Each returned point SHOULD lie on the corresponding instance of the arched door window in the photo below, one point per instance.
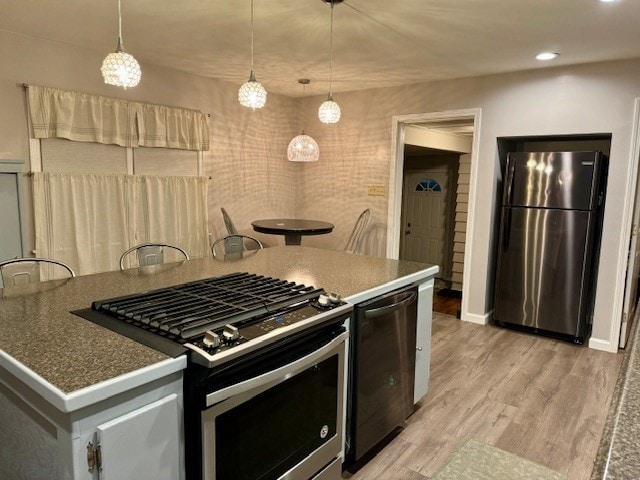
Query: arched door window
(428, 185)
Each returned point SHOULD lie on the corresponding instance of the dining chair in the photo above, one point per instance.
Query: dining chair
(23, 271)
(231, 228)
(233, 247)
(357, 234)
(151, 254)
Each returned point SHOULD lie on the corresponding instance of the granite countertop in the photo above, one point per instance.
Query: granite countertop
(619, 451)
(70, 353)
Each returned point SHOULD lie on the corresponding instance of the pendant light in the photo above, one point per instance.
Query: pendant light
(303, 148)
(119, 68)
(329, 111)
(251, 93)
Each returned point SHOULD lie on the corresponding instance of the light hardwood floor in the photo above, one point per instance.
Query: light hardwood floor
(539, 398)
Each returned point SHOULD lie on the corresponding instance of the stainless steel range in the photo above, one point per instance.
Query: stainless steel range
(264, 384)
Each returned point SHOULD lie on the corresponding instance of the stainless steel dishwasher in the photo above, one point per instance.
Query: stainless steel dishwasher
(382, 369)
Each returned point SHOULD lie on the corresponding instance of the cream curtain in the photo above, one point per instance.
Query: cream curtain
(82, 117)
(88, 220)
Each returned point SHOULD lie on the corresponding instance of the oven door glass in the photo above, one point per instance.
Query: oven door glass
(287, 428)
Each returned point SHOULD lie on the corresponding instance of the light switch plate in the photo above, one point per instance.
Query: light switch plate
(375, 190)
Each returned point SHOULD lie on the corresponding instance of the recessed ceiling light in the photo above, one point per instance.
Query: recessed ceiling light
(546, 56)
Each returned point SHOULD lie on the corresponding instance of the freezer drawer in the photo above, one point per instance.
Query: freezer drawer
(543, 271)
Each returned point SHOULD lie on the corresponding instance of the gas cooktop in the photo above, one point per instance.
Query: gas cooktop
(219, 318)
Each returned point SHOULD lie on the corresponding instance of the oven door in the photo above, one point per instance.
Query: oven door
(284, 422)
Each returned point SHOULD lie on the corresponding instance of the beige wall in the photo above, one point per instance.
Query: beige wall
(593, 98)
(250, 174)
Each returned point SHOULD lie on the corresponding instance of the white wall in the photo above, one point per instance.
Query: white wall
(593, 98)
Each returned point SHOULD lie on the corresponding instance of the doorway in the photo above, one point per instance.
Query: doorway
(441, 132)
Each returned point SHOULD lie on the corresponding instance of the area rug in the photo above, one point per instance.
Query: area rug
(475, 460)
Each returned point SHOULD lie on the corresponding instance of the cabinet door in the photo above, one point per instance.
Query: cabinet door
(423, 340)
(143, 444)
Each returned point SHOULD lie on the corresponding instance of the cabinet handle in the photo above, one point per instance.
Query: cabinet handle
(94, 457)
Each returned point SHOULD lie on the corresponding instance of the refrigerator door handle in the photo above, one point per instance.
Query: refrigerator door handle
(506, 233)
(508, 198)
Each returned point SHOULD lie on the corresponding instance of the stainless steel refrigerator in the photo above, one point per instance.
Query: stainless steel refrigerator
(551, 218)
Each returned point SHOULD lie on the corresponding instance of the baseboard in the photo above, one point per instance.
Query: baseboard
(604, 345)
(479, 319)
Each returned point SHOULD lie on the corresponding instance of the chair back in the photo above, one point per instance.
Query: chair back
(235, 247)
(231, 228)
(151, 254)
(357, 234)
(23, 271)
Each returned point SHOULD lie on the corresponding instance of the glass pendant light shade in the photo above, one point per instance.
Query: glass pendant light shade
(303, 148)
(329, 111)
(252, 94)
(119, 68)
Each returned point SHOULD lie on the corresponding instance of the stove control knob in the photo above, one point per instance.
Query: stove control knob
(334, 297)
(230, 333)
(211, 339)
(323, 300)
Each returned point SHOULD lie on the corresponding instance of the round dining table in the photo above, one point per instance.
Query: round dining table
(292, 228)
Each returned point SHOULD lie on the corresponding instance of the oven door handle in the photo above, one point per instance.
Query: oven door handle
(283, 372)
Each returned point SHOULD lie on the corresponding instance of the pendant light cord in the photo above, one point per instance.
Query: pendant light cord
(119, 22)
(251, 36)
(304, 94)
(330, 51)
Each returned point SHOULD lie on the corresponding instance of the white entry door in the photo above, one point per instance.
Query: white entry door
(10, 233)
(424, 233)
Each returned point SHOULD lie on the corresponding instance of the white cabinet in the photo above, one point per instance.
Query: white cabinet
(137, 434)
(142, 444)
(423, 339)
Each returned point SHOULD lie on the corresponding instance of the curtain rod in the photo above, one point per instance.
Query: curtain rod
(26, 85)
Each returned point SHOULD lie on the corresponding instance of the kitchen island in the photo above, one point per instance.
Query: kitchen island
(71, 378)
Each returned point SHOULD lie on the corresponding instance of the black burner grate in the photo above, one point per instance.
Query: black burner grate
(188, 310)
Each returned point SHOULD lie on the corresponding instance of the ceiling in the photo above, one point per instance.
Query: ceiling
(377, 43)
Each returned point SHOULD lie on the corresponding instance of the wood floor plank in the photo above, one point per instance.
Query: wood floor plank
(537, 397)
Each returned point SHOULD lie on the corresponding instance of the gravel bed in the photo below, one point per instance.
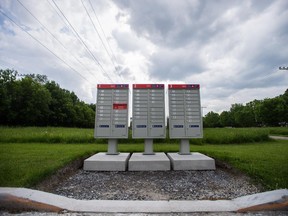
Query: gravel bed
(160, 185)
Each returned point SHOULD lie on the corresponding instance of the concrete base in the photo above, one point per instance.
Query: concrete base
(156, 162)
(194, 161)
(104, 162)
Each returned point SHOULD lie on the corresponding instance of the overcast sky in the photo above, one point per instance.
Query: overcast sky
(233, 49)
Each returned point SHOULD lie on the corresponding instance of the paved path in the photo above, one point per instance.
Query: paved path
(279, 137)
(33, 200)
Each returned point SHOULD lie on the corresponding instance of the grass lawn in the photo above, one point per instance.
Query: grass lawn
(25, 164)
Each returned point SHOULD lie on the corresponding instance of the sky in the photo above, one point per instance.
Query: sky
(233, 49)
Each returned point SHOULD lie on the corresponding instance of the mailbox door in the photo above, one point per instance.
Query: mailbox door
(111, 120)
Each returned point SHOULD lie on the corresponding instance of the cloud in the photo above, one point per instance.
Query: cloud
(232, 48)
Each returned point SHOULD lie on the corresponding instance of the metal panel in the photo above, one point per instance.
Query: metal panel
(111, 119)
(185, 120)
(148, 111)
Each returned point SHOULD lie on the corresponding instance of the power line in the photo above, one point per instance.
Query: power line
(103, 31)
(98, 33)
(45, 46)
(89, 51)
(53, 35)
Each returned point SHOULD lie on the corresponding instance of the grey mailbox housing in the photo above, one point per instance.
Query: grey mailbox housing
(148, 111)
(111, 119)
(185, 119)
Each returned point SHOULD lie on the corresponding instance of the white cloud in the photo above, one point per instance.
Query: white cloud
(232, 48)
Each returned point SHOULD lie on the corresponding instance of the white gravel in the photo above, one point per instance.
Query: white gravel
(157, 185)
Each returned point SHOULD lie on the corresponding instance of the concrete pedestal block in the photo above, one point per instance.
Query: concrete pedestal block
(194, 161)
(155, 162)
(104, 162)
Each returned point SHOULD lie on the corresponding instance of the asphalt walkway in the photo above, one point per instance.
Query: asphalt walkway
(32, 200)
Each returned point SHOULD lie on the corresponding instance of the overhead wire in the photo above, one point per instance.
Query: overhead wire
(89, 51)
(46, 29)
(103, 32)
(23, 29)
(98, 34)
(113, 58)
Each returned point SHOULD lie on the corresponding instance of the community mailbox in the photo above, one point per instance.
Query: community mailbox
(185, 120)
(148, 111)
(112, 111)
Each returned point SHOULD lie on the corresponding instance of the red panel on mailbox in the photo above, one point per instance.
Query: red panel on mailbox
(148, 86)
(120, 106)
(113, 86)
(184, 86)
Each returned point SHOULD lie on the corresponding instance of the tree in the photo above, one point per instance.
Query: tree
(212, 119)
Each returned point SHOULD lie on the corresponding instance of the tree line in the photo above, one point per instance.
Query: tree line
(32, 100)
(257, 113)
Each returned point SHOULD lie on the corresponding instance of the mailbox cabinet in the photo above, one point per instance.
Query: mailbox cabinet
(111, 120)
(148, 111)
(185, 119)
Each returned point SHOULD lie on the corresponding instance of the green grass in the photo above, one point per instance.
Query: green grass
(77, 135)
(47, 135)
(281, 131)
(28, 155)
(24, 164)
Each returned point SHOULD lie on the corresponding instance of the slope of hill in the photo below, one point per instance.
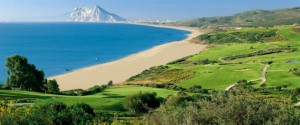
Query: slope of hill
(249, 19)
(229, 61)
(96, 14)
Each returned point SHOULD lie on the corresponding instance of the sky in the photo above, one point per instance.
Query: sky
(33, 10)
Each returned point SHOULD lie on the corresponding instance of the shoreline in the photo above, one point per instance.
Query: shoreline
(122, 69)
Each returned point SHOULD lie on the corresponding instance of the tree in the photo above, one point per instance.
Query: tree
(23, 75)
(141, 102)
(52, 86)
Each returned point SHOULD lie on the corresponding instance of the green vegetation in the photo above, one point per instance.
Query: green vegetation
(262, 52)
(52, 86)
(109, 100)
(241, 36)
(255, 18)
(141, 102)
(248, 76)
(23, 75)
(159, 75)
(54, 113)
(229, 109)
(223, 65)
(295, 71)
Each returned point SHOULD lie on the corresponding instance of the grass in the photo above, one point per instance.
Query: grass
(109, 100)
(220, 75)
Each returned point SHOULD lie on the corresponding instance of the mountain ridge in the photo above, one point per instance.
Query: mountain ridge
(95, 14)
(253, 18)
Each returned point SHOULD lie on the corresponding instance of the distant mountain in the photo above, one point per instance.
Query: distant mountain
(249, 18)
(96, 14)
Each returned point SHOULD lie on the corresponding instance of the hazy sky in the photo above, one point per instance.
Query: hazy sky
______________________________
_Requirement_. Everything from the line containing "of the distant" through the final line of the records is what you should print, exactly and with nothing added.

_Response area_.
Each returned point SHOULD lie on the corresponding instance of the distant mountain in the photo above, one point per instance.
Query: distant mountain
(249, 18)
(96, 14)
Each returned point SHOULD lie on the corresponding instance of the hazy sky in the photo above, one point per instance.
Query: hazy sky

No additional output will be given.